_List of tasks_
[1] Answer these questions from the Tcl error-handling message:
(a) According to Twylite, what is TIP #329 about?
(b) What does Neil M. believe already addresses the need to identify the class of an error?
(c) How much code reduction does Neil M. say the proposed convenience amounts to?
[2] Extend the Tcl error-handling message, picking up after its final sentence.

_Passage_
|
From: Neil M. <ne...@Cs...> - 2008-11-20 13:40:54
|
Twylite wrote:
> And there I was thinking this had been discussed on tcl-core ;)
>
> First up, I want to be clear about the intent behind TIP #329:
> a) The TIP is about error handling, not exception handling. Tcl has
> excellent exception handling which can be readily used in a mostly
> non-ugly way (e.g. catch + if/then/else or catch + switch), but its
> error handling is poor.
I don't agree that exception handling is excellent in Tcl currently.
> Developers use the result (Tcl_SetResult, not
> return code) as an error message, representing both the class/category
> and exact nature of the error (in a human-readable form), but don't
> provide a way to programatically identify the class of error making
> control flow based on the type of error a hit-and-miss match on the
> error code.
I believe this is already addressed by the presence of errorCode.
Pattern-matching against this code is already quite simple, with
[switch] and so on. It just hasn't caught on. It seems like wishful
thinking to expect that it will suddenly catch on just because its usage
is made slightly more convenient (we're talking about a reduction of
about 1 line of code).

_Supplied material_

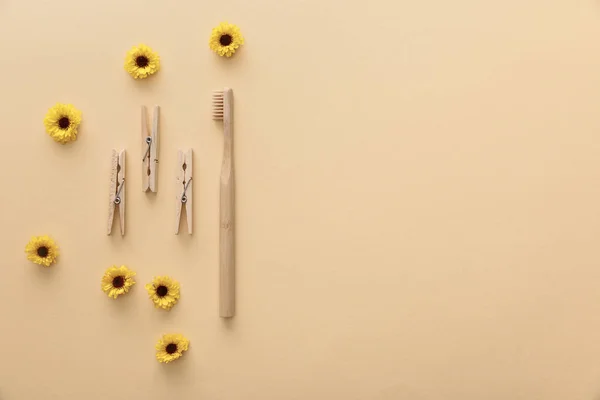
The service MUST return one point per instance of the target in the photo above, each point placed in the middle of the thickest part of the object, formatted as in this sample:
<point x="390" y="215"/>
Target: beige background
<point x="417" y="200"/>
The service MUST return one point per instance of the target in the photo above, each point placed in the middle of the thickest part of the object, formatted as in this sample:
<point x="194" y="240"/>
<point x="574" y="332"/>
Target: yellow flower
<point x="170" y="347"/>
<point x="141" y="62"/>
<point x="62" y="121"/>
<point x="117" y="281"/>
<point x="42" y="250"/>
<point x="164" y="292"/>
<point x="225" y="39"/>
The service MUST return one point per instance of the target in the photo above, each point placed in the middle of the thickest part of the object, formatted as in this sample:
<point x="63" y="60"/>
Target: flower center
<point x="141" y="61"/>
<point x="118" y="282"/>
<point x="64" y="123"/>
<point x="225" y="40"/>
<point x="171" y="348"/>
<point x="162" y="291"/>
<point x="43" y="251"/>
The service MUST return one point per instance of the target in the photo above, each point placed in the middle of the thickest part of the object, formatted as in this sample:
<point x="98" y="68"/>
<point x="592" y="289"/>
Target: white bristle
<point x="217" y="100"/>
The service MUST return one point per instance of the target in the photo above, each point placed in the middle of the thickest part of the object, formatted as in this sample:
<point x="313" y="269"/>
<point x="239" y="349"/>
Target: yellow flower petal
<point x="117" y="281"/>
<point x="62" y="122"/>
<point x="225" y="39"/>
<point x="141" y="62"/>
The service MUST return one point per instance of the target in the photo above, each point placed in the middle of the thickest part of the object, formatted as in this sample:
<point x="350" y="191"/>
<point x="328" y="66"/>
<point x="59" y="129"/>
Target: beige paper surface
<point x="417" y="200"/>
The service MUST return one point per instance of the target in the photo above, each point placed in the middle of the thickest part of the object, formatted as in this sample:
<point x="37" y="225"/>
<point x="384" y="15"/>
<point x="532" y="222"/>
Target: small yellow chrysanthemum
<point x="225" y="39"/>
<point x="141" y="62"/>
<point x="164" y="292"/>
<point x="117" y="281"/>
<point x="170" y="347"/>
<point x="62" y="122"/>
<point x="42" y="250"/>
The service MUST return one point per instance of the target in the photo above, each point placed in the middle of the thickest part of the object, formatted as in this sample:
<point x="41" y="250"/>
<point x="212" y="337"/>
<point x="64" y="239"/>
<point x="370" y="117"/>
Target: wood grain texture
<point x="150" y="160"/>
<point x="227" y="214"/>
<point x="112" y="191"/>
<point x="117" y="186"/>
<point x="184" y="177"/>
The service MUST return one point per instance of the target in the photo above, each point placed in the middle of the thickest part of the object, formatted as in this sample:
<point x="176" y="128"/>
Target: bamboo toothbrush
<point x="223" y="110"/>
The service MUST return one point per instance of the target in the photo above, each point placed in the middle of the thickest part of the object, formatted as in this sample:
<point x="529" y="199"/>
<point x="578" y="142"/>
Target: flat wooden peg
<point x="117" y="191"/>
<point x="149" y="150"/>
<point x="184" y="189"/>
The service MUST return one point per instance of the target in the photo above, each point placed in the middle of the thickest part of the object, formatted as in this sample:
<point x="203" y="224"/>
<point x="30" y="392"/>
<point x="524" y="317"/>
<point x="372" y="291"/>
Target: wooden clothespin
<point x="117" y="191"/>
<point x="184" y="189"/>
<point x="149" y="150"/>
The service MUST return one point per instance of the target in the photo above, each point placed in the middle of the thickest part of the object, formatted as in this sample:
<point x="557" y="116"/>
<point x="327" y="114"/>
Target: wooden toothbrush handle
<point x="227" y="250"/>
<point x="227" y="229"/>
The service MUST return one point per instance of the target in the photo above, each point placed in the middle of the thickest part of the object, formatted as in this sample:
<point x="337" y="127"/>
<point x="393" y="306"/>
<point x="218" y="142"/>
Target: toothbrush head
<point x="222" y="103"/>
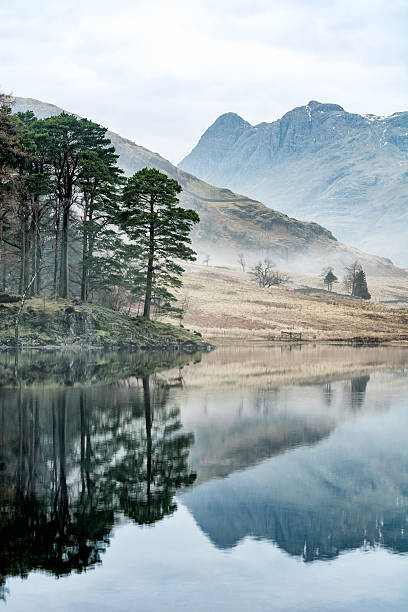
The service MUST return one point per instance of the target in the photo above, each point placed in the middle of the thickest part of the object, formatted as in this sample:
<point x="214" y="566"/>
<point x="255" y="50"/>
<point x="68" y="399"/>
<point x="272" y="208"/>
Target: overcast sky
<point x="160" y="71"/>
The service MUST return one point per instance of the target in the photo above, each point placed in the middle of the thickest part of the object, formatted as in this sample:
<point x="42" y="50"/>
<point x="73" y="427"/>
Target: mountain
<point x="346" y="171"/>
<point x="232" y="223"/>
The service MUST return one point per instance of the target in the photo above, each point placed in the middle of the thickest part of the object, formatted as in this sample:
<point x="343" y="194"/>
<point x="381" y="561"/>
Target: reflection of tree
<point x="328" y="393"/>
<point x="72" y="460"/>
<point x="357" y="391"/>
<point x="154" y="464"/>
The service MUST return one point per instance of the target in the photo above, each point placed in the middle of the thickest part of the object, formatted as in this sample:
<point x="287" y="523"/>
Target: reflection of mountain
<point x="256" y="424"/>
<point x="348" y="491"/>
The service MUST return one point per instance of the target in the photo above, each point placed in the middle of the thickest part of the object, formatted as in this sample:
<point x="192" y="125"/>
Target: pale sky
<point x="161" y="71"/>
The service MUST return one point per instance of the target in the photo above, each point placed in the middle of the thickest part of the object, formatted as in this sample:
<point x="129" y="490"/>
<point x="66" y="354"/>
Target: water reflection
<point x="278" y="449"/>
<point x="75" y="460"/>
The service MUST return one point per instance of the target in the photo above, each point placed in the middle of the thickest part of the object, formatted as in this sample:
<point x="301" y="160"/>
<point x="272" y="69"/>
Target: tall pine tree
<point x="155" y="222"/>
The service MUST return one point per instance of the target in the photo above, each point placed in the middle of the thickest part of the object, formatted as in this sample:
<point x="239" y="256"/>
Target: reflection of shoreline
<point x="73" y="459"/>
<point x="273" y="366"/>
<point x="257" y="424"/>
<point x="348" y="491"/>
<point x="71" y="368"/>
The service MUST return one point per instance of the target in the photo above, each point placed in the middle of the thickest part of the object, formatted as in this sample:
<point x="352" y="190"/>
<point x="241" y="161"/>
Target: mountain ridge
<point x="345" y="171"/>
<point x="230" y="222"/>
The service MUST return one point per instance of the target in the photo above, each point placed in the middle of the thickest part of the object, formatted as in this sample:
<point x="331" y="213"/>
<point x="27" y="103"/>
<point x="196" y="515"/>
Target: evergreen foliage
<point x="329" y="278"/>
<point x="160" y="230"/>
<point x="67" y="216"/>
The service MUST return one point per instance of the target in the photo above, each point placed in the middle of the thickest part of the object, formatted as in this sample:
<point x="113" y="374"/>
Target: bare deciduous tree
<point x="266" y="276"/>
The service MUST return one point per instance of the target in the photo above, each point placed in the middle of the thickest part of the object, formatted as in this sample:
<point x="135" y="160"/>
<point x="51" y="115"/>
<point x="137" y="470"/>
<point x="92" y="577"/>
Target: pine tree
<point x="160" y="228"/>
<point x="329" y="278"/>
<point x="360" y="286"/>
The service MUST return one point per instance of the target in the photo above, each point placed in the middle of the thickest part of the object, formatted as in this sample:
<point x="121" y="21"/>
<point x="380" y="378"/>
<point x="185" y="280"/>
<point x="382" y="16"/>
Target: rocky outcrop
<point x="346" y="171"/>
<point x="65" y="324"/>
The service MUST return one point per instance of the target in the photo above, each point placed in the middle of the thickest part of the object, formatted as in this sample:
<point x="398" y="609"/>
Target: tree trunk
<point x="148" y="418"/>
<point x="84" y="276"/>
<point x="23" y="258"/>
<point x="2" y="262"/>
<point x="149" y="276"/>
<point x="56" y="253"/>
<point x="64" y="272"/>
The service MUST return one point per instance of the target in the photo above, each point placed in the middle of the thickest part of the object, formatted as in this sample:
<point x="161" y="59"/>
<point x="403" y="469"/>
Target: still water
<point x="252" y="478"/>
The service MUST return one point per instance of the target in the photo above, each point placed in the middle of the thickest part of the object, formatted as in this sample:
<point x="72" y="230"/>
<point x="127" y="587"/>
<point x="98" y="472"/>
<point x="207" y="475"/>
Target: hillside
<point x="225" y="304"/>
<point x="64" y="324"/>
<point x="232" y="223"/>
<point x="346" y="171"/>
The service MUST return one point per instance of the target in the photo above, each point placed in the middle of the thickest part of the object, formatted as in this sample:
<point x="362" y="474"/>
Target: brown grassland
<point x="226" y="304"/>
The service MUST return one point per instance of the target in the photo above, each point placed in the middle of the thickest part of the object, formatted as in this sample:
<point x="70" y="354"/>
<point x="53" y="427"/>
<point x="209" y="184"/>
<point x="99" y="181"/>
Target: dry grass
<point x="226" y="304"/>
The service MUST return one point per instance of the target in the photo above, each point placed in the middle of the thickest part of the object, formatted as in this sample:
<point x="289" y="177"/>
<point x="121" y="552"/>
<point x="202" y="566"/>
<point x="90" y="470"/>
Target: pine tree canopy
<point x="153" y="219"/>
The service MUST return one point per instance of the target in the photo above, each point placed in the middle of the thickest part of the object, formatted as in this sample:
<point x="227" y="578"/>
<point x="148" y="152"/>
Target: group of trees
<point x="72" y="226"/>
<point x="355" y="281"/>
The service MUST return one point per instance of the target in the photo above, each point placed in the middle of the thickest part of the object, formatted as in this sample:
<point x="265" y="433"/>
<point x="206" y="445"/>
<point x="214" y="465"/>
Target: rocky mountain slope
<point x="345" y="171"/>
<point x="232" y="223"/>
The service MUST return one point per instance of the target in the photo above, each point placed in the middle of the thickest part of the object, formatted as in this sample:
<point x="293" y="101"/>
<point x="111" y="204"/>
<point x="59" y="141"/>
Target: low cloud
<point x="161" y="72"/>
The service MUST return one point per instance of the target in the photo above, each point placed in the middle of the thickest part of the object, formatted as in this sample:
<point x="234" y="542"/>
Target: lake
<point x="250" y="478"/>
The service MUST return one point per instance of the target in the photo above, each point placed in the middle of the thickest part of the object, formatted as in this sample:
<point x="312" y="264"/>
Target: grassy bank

_Responses to the exercise_
[1]
(a) Error handling, not exception handling.
(b) The presence of errorCode.
(c) About 1 line of code.

[2]
> b) The innovation of a new 'finally' that simplifies the linguistic
> expression of the programmer's desires has been a large part of my
> motivation to develop this TIP.
I agree with the motivation for this entirely.
> c) The overall intent of the TIP can be summed up as "make a control
> structure that makes dealing with errors and resource cleanup simpler -
> both logically and visually".
I think it is worth explicitly pulling out the separate concerns
embodied in this TIP and tying them to use-cases. As I see it, there are
a number of more-or-less separable concerns here:
1. Support for ensuring resource cleanup in the presence of
exceptions/errors (i.e. "finally").
2. Better support for case-analysis based on exception return code.
3. Better support for case-analysis based on errorcode.
4. Ability to trap only those exceptions/errors that you are interested
in/prepared to deal with, letting others propagate normally.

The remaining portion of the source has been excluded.